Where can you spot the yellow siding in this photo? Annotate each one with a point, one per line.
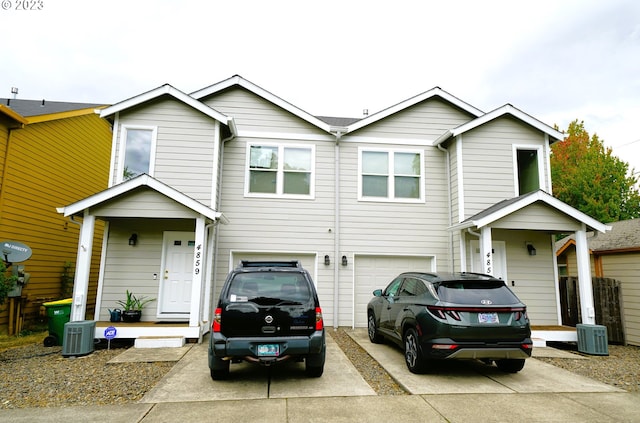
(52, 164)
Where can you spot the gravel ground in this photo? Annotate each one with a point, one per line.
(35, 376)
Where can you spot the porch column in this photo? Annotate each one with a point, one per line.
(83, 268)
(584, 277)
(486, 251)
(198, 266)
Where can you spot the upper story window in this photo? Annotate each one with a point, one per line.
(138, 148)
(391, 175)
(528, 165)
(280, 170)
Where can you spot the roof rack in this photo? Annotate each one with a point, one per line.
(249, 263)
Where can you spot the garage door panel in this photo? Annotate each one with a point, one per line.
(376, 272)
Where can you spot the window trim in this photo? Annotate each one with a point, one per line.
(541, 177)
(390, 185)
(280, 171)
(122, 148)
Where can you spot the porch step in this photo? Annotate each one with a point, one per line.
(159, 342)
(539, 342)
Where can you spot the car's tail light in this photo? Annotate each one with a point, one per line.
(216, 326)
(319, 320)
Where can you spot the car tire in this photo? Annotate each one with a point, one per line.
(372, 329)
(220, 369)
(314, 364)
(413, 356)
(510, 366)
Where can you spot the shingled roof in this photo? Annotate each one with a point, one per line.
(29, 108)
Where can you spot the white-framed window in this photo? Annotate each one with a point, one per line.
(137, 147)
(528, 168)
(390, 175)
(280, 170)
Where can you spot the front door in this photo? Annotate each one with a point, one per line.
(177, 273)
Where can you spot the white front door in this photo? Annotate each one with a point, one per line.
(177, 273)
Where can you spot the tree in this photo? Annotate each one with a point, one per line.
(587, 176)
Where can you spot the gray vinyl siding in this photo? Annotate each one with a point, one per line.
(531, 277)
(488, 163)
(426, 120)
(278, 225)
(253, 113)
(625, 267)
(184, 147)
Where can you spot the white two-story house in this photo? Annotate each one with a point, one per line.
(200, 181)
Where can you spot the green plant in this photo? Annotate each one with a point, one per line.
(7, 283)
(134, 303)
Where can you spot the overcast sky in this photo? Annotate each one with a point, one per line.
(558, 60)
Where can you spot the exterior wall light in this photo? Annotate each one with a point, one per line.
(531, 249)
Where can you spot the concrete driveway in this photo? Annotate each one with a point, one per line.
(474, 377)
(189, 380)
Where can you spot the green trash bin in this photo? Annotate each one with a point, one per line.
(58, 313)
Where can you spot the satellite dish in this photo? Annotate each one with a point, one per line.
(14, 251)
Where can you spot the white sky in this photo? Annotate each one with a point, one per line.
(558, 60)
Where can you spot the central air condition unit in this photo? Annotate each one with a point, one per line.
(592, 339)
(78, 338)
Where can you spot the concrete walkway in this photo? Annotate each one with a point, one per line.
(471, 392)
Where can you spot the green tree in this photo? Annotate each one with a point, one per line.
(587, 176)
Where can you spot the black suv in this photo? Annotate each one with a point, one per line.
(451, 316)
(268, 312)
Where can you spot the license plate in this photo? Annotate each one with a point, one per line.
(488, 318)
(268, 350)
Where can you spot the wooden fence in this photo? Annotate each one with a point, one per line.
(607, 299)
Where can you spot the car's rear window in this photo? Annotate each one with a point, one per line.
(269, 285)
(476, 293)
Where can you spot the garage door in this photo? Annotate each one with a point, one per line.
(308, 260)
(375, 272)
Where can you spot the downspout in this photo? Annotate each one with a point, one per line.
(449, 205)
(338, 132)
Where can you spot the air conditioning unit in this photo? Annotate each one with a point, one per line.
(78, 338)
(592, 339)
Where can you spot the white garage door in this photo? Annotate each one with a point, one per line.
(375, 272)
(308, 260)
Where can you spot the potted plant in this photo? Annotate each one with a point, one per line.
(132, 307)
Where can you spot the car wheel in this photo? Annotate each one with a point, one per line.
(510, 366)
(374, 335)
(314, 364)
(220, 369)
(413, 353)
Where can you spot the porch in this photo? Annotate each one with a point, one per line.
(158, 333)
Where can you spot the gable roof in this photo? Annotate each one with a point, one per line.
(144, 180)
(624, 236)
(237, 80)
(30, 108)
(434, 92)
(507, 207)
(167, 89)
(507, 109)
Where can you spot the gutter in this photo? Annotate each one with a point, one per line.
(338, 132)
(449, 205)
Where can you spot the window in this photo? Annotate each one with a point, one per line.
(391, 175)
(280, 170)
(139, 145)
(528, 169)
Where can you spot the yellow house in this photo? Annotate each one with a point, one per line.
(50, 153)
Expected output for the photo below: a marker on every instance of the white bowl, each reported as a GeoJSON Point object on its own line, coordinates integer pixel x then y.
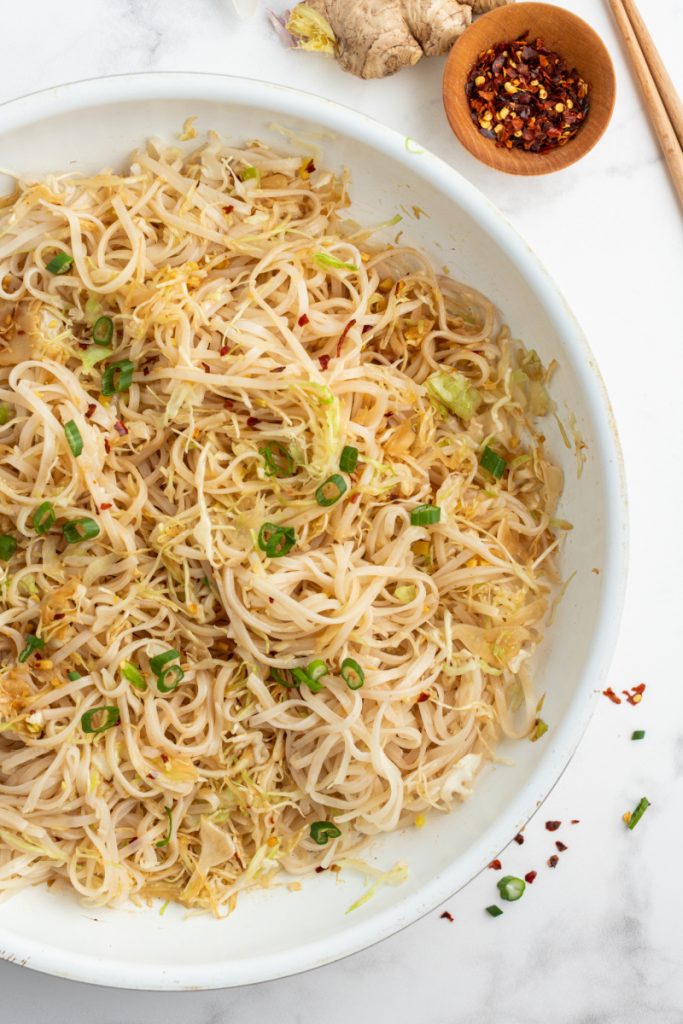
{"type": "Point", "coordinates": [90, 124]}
════════════════════
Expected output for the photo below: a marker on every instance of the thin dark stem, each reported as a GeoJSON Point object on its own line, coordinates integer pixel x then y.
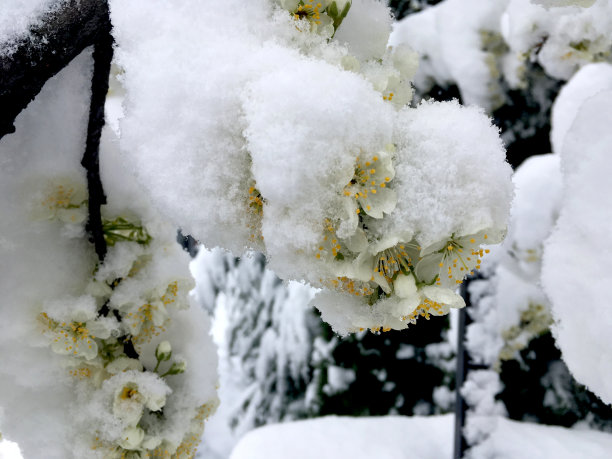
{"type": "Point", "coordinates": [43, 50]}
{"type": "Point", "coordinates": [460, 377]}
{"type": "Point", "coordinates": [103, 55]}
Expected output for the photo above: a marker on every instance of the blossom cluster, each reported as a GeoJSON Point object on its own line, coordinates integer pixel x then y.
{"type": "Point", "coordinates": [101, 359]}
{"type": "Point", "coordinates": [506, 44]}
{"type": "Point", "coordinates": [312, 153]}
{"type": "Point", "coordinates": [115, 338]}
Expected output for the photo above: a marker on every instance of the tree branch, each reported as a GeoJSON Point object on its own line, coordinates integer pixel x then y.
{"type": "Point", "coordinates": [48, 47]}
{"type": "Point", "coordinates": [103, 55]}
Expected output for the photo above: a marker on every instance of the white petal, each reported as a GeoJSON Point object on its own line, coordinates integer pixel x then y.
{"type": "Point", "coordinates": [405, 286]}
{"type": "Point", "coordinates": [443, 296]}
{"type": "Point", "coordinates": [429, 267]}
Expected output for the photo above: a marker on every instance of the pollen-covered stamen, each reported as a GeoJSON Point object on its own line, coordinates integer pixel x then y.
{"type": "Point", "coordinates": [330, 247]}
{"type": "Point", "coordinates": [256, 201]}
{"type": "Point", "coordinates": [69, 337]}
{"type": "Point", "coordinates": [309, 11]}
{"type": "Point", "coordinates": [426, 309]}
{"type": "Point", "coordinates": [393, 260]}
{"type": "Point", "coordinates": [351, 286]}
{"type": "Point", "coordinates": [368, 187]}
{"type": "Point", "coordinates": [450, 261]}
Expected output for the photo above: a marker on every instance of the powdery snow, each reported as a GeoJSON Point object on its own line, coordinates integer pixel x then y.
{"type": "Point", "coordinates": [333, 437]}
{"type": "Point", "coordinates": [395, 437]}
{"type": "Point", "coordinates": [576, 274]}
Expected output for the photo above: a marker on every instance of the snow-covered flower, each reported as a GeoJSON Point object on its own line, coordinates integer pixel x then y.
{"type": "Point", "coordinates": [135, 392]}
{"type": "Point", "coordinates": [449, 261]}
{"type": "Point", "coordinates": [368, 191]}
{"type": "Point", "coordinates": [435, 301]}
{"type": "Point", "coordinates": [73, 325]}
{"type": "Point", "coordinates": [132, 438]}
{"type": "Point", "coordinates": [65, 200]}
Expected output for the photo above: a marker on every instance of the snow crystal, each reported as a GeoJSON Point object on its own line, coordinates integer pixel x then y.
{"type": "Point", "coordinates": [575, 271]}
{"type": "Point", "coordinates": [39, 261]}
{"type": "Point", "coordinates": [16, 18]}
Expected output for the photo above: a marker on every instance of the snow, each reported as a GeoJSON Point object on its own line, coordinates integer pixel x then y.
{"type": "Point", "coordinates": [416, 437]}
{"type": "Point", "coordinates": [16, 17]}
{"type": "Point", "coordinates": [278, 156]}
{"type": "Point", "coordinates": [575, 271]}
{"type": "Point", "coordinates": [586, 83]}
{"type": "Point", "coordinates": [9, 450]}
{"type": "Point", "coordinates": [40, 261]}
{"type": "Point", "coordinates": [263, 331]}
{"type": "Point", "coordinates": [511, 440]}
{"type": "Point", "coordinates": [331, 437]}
════════════════════
» STATED EXERCISE
Count the lines in the material above that contain the string "covered", treating uppercase and lowercase as different. Reply with only the number.

» FULL RESPONSE
2